→ **Extract**:
Re: Spark streaming on YARN?

Posted by Tathagata Das <ta...@gmail.com>.
Actually, I just realised why it wasnt working. I just made some changes in
the examples and last night and they are in the 0.9-rc4 that is being voted
now. With those changes the streaming examples should work.

The issue was that the thread running the main() of the examples was not
waiting for the streaming context to continue processing. So the processing
was being cancelled as soon as the streaming context was started. This has
been fixed with the examples, and running the twitter examples should be
the same as running the SparkPi example (though you have to set the
twitter4j.oauth.* properties for the twitter example to work).

TD


On Tue, Jan 21, 2014 at 12:13 PM, Mike Percy <mp...@apache.org> wrote:

> Just FYI I got it working in standalone mode with no probs, so thanks for
> the help Tathagata. I was not able to get it working on YARN, I gave up.

→ **Material provided**:

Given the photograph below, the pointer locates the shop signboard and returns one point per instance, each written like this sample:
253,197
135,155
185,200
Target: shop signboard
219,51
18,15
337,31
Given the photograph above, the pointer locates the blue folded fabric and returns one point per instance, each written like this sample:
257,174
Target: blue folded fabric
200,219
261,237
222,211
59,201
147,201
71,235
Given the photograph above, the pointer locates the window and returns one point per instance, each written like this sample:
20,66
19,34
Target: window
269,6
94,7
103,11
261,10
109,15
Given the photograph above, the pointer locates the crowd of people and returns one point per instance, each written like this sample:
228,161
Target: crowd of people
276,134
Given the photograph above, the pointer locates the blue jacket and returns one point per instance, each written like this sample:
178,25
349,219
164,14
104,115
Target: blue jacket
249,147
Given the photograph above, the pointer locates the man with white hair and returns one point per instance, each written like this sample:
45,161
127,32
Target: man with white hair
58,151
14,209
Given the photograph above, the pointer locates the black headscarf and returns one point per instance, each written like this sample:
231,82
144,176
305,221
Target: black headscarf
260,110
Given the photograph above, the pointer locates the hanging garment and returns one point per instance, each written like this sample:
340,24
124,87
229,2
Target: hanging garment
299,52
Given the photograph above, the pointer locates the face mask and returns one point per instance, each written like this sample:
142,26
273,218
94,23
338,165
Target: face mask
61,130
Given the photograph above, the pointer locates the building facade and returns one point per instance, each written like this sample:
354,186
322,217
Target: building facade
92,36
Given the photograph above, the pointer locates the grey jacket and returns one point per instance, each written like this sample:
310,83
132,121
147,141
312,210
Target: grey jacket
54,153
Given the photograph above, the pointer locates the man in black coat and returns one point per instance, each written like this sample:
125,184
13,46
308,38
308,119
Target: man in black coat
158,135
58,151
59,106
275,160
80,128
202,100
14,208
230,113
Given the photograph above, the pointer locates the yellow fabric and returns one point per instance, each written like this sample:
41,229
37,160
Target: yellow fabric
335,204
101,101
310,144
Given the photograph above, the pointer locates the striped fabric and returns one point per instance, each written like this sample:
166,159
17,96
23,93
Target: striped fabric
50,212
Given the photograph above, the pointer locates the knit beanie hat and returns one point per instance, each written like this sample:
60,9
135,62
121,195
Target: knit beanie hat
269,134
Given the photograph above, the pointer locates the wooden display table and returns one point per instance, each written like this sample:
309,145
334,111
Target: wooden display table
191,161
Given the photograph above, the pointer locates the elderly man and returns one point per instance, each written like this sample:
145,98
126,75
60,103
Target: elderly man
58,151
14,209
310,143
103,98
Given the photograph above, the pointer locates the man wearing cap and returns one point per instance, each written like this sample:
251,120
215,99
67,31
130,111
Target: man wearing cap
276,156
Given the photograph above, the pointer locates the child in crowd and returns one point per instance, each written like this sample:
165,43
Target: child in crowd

→ **Problems and tasks**:
• 1. In the reply, rewrite the passage starting at "The issue was" and ending at "YARN, I gave up.", putting "StreamingContext" wherever "streaming context" appears.
• 2. Summarize the reply in two sentences.
• 3. Translate this sentence from the reply into Spanish: "So the processing was being cancelled as soon as the streaming context was started."
The material above has nothing to do with the reply.

→ **Responses per task**:
• 1.
The issue was that the thread running the main() of the examples was not
waiting for the StreamingContext to continue processing. So the processing
was being cancelled as soon as the StreamingContext was started. This has
been fixed with the examples, and running the twitter examples should be
the same as running the SparkPi example (though you have to set the
twitter4j.oauth.* properties for the twitter example to work).

TD


On Tue, Jan 21, 2014 at 12:13 PM, Mike Percy <mp...@apache.org> wrote:

> Just FYI I got it working in standalone mode with no probs, so thanks for
> the help Tathagata. I was not able to get it working on YARN, I gave up.

• 2. Tathagata Das explains that the streaming examples failed because the thread running main() did not wait for the streaming context to continue processing, so processing was cancelled as soon as the context started. This is fixed in changes included in the 0.9-rc4 being voted on, and running the twitter examples should now be the same as running SparkPi, though the twitter4j.oauth.* properties must be set.

• 3. Así que el procesamiento se cancelaba en cuanto se iniciaba el contexto de streaming.